PROBLEM DESCRIPTION
Transcribe the following entries word for word. End with the line where "Autonomous forklift vision pipeline — detect the clapping" appears.

(Saved entries)
..........
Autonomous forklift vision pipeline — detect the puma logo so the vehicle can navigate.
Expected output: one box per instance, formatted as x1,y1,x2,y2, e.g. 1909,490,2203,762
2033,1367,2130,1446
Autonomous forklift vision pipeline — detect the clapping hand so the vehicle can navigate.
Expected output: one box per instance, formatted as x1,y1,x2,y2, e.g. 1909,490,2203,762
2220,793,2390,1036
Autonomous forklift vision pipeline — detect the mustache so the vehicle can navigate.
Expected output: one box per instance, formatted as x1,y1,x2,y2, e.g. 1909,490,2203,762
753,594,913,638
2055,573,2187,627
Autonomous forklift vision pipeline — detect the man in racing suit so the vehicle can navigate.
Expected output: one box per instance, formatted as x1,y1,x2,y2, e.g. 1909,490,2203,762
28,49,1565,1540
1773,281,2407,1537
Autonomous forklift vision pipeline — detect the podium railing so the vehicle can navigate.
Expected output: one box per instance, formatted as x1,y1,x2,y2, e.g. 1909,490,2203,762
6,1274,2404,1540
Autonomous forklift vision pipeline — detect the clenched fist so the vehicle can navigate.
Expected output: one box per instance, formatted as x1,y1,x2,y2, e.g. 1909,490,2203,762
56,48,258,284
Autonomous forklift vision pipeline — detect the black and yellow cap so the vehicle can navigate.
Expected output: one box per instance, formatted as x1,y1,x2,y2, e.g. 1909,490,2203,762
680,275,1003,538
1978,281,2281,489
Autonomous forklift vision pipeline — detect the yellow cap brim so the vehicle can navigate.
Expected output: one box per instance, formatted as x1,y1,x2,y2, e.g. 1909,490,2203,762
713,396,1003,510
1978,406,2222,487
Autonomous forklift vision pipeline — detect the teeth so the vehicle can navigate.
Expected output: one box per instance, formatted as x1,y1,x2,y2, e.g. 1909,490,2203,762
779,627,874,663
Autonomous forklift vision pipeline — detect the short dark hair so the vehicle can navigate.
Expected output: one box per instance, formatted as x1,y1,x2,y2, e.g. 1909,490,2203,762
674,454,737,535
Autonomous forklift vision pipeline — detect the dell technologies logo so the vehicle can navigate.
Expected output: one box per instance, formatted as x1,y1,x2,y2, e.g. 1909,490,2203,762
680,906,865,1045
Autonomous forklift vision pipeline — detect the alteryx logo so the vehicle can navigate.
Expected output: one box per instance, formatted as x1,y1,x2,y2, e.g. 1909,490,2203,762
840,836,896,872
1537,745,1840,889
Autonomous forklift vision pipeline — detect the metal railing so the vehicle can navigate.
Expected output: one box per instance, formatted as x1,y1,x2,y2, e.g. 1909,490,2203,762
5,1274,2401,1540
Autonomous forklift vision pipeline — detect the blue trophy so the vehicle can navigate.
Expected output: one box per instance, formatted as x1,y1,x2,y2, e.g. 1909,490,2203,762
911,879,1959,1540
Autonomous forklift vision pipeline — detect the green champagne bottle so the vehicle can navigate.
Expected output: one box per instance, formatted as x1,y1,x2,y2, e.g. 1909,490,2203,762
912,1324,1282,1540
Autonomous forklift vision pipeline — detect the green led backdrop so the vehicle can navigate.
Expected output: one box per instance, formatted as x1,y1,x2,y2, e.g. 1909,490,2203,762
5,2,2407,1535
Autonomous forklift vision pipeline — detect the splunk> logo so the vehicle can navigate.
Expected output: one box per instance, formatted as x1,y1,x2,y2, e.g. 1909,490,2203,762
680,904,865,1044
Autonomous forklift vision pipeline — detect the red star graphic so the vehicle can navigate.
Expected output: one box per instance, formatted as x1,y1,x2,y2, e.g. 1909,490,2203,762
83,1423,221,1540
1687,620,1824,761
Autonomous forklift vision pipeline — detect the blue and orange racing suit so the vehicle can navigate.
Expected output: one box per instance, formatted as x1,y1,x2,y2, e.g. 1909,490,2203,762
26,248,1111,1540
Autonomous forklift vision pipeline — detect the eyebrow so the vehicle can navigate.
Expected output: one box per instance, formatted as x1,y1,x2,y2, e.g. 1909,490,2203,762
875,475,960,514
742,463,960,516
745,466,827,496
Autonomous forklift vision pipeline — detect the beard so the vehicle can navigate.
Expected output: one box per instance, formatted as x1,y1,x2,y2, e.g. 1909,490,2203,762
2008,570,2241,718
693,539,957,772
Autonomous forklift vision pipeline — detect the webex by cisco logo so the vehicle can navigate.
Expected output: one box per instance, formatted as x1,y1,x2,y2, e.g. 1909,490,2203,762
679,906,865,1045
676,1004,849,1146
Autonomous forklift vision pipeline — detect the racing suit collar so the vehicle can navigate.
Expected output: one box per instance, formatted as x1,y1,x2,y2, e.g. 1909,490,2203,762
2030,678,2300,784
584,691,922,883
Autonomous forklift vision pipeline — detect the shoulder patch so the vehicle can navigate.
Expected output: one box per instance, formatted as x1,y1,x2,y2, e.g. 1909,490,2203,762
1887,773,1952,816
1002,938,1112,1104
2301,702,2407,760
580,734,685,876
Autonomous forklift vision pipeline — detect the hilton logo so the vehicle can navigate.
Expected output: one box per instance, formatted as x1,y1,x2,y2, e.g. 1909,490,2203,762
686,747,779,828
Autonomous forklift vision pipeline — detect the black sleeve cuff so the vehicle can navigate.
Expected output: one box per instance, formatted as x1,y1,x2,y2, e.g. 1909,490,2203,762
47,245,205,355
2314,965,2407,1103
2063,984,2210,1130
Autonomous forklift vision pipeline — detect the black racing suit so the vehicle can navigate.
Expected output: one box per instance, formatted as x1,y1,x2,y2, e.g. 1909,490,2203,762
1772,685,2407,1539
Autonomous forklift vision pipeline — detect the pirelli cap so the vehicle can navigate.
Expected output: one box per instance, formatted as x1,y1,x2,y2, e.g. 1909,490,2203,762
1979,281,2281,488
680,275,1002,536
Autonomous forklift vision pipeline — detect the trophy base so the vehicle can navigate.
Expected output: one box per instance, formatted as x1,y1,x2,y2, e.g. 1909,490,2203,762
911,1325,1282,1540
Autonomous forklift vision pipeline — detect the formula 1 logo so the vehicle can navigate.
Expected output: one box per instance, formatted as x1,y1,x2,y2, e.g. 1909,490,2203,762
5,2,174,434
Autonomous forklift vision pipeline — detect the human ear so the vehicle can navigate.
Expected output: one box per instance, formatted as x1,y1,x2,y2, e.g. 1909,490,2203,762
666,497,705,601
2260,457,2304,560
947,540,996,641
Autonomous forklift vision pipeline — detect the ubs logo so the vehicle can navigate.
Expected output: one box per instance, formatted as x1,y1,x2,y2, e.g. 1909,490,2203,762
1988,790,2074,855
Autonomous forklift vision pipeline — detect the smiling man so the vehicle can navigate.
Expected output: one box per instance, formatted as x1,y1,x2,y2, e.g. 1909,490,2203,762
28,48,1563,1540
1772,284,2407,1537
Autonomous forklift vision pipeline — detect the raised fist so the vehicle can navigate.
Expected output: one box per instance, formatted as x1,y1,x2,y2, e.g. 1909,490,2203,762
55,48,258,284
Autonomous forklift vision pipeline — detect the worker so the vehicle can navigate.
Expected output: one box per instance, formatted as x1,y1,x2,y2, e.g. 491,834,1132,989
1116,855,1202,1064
..........
ANSWER TO THE EXERCISE
Autonomous forklift vision pipeline — detect the puma logo so the vehicle can navigate.
Expected output: one box per instance, formatted as x1,y1,x2,y2, e.g. 1909,490,2203,762
2033,1367,2130,1446
Autonomous forklift vision pipeline — detect the clapping hand so the vehicle can navigate.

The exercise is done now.